*Task list*.
A - According to the West Papua Green State Vision text, which UK-based barrister helped draft the vision?
B - What does the West Papua Green State Vision text say? Answer in two sentences.
C - Reproduce the stretch of the West Papua Green State Vision text from "West Papua independence" through "independent West Papua.".

*Reading text*.
West Papua independence leaders launched their ‘Green State Vision’ today (Nov. 4) at COP26 in Glasgow, pledging to take decisive action to address the climate emergency and impact of natural resource extraction in an independent West Papua.

The Green State Vision was drafted with the assistance of international lawyers including UK-based barrister Jennifer Robinson of Doughty Street Chambers. It sets out commitments from West Papua’s ‘government-in-waiting’[1], including:

  • Making ecocide a serious criminal offence
  • Restoring guardianship of natural resources to indigenous authorities, combining Western democratic norms with local Papuan systems
  • ‘Serving notice’ on all extraction companies, including oil, gas, mining, logging and palm oil, requiring them to adhere to international environmental standards or cease operations.
    The Green State Vision document is available here.

In June 2021, a panel of international legal experts co-chaired by Prof. Philippe Sands QC drafted a definition of ecocide intended for adoption by the International Criminal Court (ICC).[2]

West Papua is half of the island of New Guinea, home to the world’s third largest rainforest after the Amazon and the Congo. West Papua is rich in natural resources, including one of the world’s largest gold and copper mine (the Grasberg mine) and extensive sources of natural gas, minerals, timber and palm oil.

*Record extracts*.
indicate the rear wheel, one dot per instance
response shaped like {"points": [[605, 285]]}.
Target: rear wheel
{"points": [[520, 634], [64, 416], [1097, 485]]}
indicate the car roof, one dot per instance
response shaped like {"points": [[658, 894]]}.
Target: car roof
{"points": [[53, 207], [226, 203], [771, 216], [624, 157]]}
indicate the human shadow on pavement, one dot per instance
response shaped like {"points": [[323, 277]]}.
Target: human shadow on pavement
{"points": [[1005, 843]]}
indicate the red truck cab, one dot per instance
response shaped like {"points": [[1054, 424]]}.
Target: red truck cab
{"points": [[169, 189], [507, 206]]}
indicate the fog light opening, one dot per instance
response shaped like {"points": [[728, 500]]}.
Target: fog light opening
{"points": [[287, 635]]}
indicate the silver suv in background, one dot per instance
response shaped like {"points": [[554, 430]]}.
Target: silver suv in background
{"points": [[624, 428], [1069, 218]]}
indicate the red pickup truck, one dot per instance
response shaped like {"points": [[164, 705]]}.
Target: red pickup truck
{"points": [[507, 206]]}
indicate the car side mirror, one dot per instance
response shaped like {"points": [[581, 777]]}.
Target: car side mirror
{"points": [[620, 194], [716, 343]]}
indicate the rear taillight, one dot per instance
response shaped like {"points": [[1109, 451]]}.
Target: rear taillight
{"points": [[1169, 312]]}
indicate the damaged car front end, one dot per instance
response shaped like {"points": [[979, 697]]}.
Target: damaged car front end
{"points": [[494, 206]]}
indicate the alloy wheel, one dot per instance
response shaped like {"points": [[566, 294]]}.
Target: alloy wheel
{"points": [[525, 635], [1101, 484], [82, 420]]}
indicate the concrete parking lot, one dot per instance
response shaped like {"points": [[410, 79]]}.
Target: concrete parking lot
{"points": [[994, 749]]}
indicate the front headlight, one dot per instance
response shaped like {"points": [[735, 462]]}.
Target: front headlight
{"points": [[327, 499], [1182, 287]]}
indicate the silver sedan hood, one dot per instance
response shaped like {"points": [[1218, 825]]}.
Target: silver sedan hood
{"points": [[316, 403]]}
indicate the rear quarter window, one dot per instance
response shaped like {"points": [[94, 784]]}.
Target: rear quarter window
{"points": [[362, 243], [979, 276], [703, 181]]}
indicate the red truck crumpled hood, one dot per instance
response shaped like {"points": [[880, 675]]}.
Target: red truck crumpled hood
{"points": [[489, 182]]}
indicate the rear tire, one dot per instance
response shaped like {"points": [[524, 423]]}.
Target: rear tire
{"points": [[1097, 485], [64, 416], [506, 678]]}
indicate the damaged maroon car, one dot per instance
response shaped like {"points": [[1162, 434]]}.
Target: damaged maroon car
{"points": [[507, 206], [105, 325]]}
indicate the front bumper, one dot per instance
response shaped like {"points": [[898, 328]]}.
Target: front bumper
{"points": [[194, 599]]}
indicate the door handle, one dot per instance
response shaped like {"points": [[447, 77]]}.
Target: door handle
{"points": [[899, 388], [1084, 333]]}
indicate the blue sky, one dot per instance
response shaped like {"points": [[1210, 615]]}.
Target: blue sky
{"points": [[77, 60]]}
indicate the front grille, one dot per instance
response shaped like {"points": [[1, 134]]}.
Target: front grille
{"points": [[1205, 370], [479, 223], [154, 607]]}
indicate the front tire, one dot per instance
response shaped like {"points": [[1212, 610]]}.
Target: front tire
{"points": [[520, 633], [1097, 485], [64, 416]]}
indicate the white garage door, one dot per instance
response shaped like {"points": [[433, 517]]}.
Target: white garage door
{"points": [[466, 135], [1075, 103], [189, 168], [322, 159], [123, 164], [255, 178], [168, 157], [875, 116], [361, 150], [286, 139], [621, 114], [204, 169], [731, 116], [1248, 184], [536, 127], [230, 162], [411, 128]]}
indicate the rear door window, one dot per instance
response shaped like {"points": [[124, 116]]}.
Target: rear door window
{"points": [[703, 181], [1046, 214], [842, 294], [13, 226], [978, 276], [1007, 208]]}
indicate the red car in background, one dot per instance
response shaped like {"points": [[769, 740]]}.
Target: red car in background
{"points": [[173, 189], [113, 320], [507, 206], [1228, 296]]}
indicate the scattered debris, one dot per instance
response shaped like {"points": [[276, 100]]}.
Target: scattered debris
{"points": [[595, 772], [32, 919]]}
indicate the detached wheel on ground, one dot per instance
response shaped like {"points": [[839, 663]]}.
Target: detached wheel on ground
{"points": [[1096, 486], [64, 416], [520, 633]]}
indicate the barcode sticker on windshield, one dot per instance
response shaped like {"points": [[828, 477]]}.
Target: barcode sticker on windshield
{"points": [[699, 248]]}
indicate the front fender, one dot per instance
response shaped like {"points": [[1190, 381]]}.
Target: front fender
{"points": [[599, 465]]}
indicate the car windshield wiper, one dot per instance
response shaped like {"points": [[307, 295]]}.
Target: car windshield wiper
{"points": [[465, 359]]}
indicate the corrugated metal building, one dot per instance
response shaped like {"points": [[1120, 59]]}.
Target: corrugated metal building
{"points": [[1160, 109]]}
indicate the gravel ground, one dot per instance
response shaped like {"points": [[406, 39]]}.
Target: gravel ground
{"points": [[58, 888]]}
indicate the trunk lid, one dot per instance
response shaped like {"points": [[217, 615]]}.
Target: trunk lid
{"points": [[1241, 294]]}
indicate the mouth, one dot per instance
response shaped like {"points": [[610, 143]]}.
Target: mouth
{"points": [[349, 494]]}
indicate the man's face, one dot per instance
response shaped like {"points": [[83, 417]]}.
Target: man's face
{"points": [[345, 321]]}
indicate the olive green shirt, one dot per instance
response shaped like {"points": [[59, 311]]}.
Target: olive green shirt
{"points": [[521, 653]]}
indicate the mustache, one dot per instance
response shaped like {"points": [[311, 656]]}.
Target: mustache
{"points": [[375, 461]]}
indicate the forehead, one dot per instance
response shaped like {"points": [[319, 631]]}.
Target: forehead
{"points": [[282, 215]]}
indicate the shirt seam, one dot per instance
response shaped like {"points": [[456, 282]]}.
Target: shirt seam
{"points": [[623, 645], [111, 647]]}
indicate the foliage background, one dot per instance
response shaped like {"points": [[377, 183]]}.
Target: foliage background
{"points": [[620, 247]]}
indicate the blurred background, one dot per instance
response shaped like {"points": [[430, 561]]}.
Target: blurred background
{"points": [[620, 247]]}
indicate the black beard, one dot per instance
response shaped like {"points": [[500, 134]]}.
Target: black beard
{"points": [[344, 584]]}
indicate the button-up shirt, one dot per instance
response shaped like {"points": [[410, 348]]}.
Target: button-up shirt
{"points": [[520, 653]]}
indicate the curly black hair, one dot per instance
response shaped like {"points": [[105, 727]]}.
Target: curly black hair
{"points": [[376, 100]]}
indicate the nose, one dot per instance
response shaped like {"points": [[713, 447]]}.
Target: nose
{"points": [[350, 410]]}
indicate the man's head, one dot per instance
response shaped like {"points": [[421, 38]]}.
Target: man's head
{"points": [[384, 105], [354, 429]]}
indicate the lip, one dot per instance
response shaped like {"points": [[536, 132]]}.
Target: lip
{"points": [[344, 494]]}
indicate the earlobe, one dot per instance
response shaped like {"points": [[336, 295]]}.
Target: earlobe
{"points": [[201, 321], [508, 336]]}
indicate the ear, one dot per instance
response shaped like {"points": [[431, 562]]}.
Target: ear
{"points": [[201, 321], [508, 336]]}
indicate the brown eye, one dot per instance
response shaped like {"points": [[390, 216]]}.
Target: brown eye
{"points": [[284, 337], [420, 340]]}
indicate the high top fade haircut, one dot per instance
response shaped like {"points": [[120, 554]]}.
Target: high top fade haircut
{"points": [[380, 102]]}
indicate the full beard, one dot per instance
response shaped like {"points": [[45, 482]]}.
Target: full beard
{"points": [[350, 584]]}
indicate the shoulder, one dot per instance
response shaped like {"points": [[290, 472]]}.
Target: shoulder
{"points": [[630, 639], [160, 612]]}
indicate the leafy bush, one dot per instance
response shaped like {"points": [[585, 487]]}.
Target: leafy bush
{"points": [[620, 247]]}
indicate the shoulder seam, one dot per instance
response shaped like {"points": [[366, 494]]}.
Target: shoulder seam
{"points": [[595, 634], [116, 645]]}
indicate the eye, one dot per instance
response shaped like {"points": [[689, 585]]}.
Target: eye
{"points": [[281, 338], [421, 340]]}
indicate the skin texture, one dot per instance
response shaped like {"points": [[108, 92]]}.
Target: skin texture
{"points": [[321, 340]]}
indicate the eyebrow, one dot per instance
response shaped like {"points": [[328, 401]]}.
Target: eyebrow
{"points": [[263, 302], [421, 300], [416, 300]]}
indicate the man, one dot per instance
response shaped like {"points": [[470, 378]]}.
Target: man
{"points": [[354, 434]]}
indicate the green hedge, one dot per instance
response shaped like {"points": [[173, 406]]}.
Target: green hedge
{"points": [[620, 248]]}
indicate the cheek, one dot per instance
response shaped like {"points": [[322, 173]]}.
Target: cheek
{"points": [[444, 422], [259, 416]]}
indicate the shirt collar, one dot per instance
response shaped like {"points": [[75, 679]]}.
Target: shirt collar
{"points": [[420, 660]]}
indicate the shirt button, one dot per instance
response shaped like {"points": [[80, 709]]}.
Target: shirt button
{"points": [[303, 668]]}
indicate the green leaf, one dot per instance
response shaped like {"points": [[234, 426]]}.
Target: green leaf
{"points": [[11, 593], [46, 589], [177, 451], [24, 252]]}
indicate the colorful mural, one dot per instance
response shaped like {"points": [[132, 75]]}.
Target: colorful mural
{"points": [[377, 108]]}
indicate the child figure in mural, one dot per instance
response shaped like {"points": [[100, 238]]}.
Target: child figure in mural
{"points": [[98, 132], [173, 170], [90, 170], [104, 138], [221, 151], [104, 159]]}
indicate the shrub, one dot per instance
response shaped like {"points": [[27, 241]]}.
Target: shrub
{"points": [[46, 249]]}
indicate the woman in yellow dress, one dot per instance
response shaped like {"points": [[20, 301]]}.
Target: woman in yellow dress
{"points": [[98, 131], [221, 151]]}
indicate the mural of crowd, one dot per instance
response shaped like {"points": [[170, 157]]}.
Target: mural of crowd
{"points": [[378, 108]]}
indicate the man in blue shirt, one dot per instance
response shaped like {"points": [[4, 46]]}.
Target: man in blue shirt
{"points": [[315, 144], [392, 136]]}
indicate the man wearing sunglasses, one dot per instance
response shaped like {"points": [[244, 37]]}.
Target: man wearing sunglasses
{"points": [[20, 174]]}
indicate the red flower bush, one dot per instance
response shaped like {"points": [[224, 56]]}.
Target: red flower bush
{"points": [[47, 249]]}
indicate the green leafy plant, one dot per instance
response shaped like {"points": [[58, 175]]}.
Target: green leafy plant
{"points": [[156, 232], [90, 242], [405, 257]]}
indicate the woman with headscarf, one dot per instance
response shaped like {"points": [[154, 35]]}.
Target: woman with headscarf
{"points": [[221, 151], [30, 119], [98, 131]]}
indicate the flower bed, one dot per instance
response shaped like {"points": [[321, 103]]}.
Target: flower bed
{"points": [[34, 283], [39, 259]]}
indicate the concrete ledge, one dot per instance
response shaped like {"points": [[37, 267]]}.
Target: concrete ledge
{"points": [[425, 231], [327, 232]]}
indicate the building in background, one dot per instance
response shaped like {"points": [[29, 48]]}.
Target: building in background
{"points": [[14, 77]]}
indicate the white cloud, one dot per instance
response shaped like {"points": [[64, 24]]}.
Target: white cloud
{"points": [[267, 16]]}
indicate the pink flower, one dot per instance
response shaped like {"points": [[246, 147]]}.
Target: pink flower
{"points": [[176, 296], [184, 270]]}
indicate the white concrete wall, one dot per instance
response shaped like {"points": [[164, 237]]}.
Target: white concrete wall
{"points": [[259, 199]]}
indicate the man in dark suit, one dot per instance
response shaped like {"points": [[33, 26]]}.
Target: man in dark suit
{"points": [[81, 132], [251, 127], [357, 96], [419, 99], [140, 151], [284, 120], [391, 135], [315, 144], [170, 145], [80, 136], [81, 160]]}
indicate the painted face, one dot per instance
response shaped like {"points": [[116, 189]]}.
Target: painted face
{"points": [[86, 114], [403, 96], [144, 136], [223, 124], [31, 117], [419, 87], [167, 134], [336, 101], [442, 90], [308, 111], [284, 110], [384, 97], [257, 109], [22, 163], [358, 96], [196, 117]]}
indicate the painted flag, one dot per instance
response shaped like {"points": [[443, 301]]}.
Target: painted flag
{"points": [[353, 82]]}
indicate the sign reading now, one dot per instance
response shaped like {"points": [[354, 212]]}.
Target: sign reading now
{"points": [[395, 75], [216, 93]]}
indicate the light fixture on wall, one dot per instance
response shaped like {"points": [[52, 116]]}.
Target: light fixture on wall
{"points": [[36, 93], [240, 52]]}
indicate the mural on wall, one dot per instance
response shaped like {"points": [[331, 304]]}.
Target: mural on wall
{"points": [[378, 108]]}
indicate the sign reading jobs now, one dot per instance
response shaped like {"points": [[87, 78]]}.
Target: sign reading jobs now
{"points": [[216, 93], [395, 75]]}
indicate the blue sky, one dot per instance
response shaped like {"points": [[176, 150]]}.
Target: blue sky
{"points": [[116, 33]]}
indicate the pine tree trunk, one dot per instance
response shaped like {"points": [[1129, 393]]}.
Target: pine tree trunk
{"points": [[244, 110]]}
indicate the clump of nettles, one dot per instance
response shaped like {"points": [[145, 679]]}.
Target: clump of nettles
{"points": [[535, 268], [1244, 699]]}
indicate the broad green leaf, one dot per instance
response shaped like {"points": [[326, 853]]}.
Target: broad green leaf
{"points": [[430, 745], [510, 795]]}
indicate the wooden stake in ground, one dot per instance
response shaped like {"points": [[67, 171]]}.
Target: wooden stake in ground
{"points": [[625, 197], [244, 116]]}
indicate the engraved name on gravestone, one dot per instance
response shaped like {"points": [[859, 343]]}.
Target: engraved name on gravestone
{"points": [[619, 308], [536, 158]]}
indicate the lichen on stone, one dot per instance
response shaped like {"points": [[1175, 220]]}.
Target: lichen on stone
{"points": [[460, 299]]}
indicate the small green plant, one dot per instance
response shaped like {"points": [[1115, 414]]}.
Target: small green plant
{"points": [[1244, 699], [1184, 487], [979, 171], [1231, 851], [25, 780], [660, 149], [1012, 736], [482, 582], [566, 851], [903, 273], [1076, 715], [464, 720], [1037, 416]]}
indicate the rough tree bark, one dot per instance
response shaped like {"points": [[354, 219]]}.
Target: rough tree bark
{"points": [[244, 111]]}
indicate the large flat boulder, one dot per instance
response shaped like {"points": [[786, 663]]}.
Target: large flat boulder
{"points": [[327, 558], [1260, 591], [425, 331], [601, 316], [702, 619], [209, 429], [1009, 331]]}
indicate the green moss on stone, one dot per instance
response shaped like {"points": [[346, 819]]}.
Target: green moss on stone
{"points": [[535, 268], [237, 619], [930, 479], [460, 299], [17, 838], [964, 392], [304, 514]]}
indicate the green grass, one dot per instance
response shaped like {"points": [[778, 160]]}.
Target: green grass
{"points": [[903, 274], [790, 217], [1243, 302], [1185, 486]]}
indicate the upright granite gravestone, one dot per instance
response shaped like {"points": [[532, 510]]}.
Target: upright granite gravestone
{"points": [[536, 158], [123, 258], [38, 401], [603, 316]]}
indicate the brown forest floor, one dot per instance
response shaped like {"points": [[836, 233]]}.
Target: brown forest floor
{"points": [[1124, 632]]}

*Responses to the exercise*.
A - Jennifer Robinson of Doughty Street Chambers

B - On Nov. 4 at COP26 in Glasgow, West Papua independence leaders launched their Green State Vision, pledging decisive action on the climate emergency and the impact of natural resource extraction in an independent West Papua. Drafted with help from international lawyers, it commits to making ecocide a serious criminal offense, restoring guardianship of natural resources to indigenous authorities, and requiring extraction companies to meet international environmental standards or cease operations.

C -
West Papua independence leaders launched their ‘Green State Vision’ today (Nov. 4) at COP26 in Glasgow, pledging to take decisive action to address the climate emergency and impact of natural resource extraction in an independent West Papua.